» **PROBLEM DESCRIPTION**: Copy out, unchanged, the lines below from the line with "the white building" up to and including the line with "column 1185, row 433".

» **RECORDS TO USE**:
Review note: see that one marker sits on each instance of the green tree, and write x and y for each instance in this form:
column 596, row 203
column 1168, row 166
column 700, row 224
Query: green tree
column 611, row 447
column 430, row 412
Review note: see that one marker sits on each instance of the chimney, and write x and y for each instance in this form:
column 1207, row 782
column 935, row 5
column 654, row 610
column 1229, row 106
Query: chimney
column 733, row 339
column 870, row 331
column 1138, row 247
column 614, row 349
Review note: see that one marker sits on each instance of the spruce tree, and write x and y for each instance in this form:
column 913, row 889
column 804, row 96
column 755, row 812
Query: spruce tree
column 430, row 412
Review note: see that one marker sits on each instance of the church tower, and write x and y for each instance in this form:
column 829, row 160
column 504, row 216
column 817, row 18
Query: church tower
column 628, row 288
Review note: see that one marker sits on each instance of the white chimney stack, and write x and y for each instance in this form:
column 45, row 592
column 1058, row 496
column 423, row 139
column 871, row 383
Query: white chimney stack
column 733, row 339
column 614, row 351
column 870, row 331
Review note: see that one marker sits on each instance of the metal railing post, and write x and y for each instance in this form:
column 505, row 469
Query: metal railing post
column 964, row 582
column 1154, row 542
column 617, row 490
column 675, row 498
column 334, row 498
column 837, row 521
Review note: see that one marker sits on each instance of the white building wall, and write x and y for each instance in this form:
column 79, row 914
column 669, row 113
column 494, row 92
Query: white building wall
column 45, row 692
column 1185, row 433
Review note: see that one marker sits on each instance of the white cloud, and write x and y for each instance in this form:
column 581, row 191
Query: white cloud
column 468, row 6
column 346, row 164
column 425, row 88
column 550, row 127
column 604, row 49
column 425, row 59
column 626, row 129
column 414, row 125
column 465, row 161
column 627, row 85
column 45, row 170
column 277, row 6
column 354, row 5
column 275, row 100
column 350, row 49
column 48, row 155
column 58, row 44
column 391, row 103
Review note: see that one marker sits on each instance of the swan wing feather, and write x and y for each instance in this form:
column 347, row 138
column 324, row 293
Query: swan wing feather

...

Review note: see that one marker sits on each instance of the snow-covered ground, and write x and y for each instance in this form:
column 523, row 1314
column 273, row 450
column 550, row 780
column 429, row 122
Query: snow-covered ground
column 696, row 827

» **WORKED ANSWER**:
Review note: see that one marker sits on each instance of the white building wall, and write x and y for each instance in this form:
column 79, row 914
column 669, row 113
column 494, row 92
Query: white building wall
column 45, row 692
column 1185, row 433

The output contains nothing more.